- Instructions for the task
Return only the line containing "Locate the toilet" and each line after it, exactly as written, through the end of the records.

- Task material
-=-=-

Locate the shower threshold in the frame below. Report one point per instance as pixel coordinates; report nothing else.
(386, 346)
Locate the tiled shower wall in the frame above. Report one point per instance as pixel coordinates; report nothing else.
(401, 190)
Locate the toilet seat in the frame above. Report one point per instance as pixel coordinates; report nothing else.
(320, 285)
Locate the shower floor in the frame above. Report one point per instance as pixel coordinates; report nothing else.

-=-=-

- Your solution
Locate the toilet seat in the frame above. Report one point per instance as pixel coordinates; report nothing else.
(320, 285)
Locate the shower floor in the frame above. Report one point per instance as pixel coordinates; report nothing else.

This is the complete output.